## BRIEF
Once the records have been read, set every one down as it stands.
━━━━
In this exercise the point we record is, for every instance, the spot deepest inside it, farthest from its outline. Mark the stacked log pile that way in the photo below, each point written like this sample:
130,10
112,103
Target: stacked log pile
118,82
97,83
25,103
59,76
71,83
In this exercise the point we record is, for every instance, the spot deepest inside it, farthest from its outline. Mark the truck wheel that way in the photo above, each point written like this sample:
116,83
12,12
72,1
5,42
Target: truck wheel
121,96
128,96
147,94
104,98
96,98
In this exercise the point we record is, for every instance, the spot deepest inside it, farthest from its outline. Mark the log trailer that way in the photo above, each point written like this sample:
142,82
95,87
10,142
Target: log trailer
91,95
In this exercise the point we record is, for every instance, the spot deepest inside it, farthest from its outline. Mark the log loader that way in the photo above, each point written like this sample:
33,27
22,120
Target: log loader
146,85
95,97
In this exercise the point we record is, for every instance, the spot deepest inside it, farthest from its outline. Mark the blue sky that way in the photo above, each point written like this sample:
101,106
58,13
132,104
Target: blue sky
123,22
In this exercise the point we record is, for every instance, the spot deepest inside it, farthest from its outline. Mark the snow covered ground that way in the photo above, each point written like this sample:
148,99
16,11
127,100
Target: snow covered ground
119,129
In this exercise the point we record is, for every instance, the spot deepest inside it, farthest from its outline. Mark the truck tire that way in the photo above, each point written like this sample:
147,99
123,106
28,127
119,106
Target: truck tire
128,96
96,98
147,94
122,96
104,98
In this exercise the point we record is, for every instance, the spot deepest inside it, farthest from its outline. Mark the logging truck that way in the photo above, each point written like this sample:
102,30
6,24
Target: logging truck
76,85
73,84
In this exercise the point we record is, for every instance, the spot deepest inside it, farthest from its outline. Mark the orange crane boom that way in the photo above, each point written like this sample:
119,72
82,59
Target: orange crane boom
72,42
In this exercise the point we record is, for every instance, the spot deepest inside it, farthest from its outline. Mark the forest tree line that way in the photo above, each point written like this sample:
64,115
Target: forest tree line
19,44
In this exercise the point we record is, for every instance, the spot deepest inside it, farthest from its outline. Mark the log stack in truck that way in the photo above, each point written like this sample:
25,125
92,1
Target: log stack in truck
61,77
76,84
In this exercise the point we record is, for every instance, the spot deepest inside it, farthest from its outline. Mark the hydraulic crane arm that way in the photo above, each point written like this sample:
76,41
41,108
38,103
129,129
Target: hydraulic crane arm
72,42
━━━━
## RESPONSE
In this exercise the point we record is, for every instance, the spot deepest inside it, farthest from its outline. Mark the stacked log pile that way in the photo below, each point written like this sample:
130,10
112,103
Target: stacked log pile
118,82
97,83
25,103
59,76
71,83
In this exercise the point we record is, for every instance, the spot deepest inside it, farthest from its outline. Mark the truck wheel that way in the photo above, each point written like this sample:
116,83
12,12
72,1
5,42
Target: truck wheel
121,96
128,96
147,94
104,98
96,98
In this exercise the point we record is, for every instance, the spot deepest inside it, farthest from its outline. Mark the log trailer that way in the photo above, each point written like this sample:
142,82
95,87
10,142
Target: log trailer
91,95
In this exercise the point we record is, for every instance, the spot deepest inside it, farthest from its outline. Mark the log loader that way in the photo above, each point written like this sample:
33,27
22,120
Target: log loader
146,85
95,97
In this exercise the point we record is, for every instance, the spot deepest inside it, farthest from its outline. Mark the blue sky that way in the photo above, each point written like this sample:
101,106
58,13
132,104
Target: blue sky
123,22
In this exercise the point we record is, for every instance, the spot deepest inside it, farthest from its outline. Mark the snow covered ground that way in the photo above, each point written like this sample:
148,99
16,11
127,100
Target: snow covered ground
119,129
In this exercise the point we record is, for every instance, the spot deepest inside it, farthest from its outline. Mark the truck tire that way in the photo above, each point written like this sample:
147,99
123,106
28,127
119,106
Target: truck tire
128,96
96,98
147,94
122,96
104,98
In this exercise the point we record is, for every instance, the spot deepest inside it, farthest from its outline. Mark the logging truck that way in the photo above, each point written like this sample:
102,30
6,24
Target: logging truck
76,85
73,84
In this exercise the point we record is, for every instance, the spot deepest inside it, farthest from its outline. Mark the orange crane boom that way in the photo above, each point written like this sample:
119,72
82,59
Target: orange crane boom
72,42
In this exercise the point we record is, for every instance, the spot deepest inside it, farthest from its outline. Mark the forest tree line that way in the photo above, each point written like this sample:
64,115
Target: forest tree line
19,44
In this exercise the point we record is, for every instance, the spot deepest inside it, farthest from its outline. Mark the log stack in truck that way in the photo above, each point written like this sample:
25,125
92,1
Target: log stack in truck
61,77
76,84
In this exercise the point we record is, for every instance, the spot deepest inside it, farthest from its outline. Mark the hydraulic crane arm that way in the photo above, each point written like this sample:
76,41
41,108
38,103
129,129
Target: hydraulic crane arm
72,42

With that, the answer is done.